> _Set task_
Tally the lines in the listing below that contain the string "vanity", treating uppercase and lowercase as different. Reply with the number alone.

> _Items_

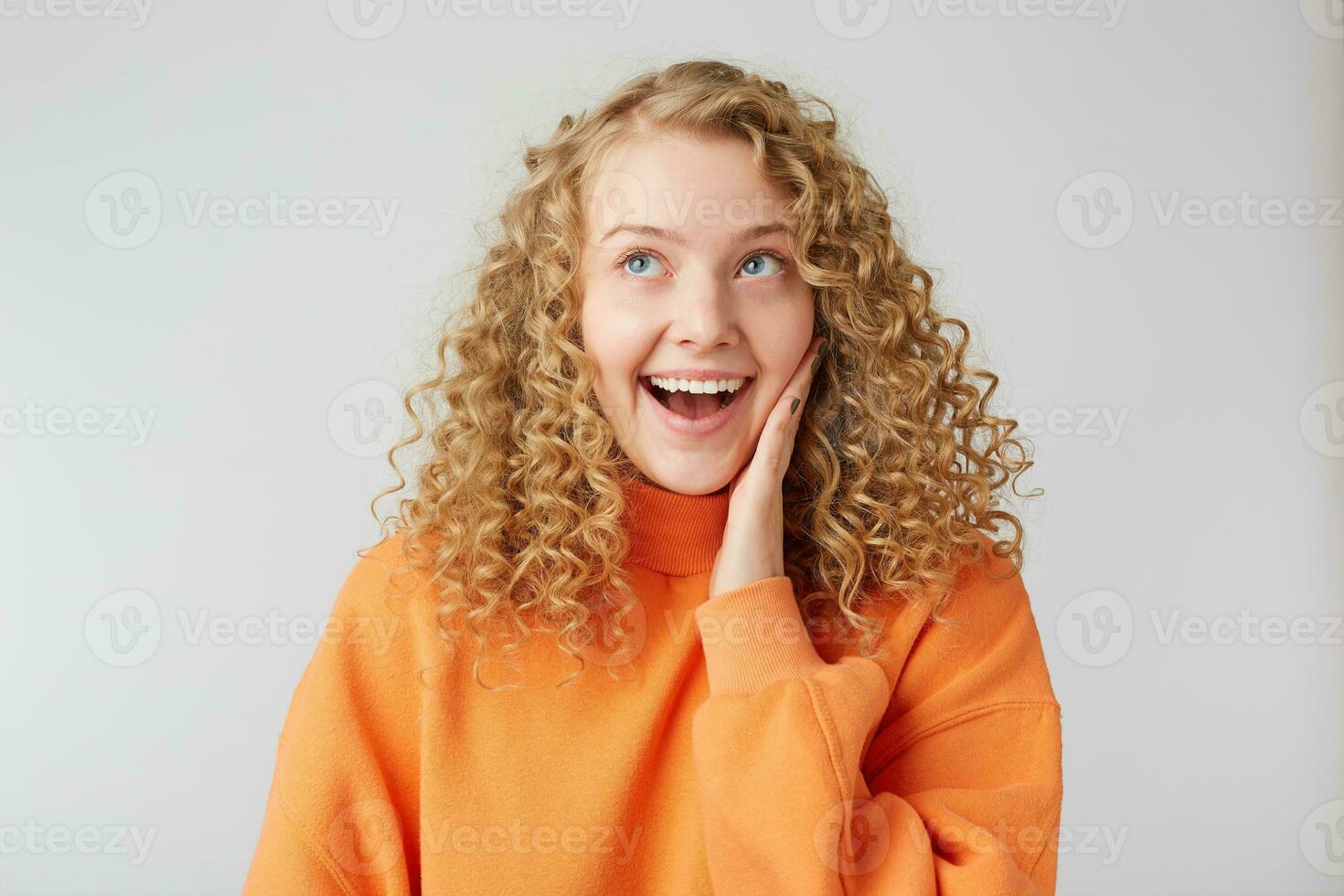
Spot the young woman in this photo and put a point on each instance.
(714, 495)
--
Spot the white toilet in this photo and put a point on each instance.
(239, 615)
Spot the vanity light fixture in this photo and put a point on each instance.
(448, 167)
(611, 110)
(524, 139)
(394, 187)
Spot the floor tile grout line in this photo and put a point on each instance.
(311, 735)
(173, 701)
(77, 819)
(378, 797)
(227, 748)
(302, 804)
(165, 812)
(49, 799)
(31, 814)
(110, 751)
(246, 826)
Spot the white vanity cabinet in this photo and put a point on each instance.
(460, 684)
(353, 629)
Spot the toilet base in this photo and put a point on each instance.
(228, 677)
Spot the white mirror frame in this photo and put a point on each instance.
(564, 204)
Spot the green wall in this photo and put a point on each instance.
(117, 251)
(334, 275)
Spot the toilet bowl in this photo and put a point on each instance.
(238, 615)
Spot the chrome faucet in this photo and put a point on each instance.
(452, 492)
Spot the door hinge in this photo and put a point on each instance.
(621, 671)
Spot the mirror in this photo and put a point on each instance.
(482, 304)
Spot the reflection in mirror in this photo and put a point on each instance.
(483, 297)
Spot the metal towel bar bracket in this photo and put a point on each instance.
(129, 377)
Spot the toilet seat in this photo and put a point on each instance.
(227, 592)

> _Solved exercise_
2